→ Challenge A: In the comment on Augustine, which of his writings is cited for his remark about Christ "redeeming" Judas?
→ Challenge B: Rewrite the comment on Augustine from "I thought to" to "well as heretical.", putting "logical impossibility" in place of "metaphysical impossibility".

→ Text shown:
◇ ◇ ◇ ◇
Fascinating stuff, Dr. Gifford! I have enjoyed this series very much. I think you have uncovered some serious issues with Augustine's hermeneutical and exegetical method. I am in the process of digesting it all and certainly look forward to your final installment. On a related note, and contrary to many Reformed interpretations of Augustine, I find it interesting that he did not assert a limited substitution for sin with respect to the extent of the atonement, but rather affirmed Christ died for the sins of all people. His comment about Christ "redeeming" Judas is especially strong (see his Exposition of Psalm 69 in Nicene and Post-Nicene Fathers, 1st series, ed. P. Schaff (1888; Peabody, MA: Hendrickson, 2004), 8:309. He also speaks of Christ dying for the sins of "the whole world" where in context it is impossible to understand "world" as anything less than all humanity (for example, Ibid., 8:471-72). Though Augustine gets it wrong on Romans 9, I think he gets it right on the extent of the atonement.



I thought to share this with you. It is an excerpt from Montague Brown's (St. Anselm College) work entitled:
'Augustine On Freedom And God'

"Augustine wrote much about the relationship between God’s activity and human freedom. Early
and late in his career, he insists on two truths: God is the cause of every activity and we have
freedom of choice. He does not mean that our actions are both determined and free. If this is
what compatibilism means, then Augustine is not a compatibilist. He simply insists on human
freedom and denies that God’s providence takes it away. But neither does he mean that our free
actions are not caused by God. This would be a metaphysical impossibility as well as heretical.
◇ ◇ ◇ ◇
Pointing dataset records
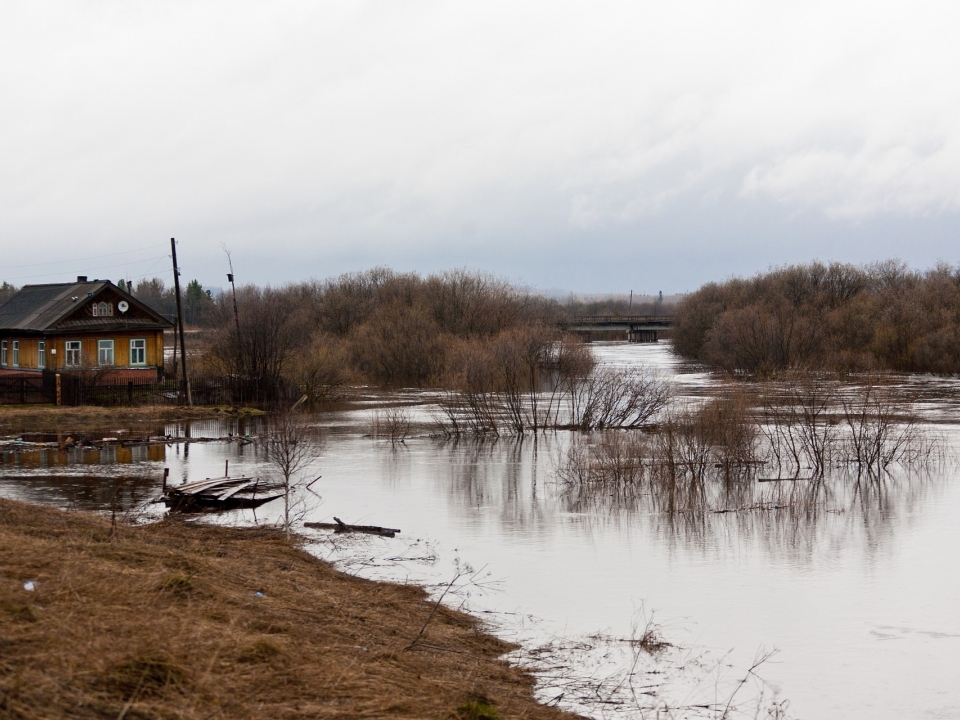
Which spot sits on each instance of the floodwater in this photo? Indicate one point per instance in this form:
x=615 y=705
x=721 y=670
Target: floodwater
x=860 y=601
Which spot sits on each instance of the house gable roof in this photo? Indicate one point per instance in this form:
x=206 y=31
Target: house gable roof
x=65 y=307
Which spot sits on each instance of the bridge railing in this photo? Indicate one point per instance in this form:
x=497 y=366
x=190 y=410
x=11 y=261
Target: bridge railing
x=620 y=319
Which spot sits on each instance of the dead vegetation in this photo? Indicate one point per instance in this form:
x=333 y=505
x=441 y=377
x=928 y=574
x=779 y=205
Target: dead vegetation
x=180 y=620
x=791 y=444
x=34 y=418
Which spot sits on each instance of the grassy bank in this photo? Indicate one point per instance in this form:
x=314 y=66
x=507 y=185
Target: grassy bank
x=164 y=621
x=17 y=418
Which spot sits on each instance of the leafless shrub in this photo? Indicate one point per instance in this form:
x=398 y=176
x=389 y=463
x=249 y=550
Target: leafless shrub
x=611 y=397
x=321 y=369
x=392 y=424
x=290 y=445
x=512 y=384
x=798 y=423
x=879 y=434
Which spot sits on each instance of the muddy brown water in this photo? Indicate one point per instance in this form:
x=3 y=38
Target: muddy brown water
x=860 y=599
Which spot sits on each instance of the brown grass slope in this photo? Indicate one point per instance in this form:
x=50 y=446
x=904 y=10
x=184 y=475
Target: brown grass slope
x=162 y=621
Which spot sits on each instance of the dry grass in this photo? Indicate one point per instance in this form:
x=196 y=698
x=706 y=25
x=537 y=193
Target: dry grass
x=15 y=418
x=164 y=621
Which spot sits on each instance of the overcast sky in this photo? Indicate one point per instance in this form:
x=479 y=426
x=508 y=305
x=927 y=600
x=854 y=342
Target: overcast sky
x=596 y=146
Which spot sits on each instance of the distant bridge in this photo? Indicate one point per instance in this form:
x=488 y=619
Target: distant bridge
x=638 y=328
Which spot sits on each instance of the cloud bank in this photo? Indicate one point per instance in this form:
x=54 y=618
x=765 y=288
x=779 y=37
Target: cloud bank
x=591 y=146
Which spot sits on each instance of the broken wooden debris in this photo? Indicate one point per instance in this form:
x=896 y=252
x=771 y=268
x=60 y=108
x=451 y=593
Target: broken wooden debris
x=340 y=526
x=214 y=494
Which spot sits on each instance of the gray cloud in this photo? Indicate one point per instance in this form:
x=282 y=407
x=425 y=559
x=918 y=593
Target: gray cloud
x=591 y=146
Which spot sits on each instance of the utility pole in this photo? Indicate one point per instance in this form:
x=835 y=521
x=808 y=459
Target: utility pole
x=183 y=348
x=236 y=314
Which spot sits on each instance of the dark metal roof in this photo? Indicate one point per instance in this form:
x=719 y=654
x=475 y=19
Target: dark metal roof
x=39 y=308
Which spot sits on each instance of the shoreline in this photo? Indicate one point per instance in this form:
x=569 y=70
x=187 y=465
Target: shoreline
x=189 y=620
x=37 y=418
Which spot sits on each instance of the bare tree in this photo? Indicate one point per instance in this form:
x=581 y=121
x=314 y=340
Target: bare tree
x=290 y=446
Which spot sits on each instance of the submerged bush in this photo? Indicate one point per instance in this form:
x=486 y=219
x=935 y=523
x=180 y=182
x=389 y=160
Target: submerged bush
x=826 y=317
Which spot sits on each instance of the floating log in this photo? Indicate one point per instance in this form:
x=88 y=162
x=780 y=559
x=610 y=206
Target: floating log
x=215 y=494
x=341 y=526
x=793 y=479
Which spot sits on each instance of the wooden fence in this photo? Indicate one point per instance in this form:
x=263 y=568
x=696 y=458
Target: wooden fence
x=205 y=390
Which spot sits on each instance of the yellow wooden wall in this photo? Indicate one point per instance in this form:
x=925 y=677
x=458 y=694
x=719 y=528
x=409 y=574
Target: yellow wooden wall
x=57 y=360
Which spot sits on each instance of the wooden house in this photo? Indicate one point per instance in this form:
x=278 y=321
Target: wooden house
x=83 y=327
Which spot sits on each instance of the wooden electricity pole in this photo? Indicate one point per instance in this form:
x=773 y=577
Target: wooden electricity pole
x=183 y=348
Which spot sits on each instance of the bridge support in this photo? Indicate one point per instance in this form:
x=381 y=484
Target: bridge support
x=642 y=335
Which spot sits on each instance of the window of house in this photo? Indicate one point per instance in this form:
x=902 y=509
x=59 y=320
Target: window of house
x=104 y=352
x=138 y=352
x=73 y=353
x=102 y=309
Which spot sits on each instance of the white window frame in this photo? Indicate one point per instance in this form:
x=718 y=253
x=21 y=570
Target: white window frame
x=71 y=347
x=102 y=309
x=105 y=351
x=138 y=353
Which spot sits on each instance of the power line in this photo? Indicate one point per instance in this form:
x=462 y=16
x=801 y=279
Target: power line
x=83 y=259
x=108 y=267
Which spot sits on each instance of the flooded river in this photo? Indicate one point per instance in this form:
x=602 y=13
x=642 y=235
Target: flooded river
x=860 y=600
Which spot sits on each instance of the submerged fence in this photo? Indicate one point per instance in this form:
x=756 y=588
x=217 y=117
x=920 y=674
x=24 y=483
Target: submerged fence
◇ ◇ ◇ ◇
→ Exercise solution A: His Exposition of Psalm 69

→ Exercise solution B:
I thought to share this with you. It is an excerpt from Montague Brown's (St. Anselm College) work entitled:
'Augustine On Freedom And God'

"Augustine wrote much about the relationship between God’s activity and human freedom. Early
and late in his career, he insists on two truths: God is the cause of every activity and we have
freedom of choice. He does not mean that our actions are both determined and free. If this is
what compatibilism means, then Augustine is not a compatibilist. He simply insists on human
freedom and denies that God’s providence takes it away. But neither does he mean that our free
actions are not caused by God. This would be a logical impossibility as well as heretical.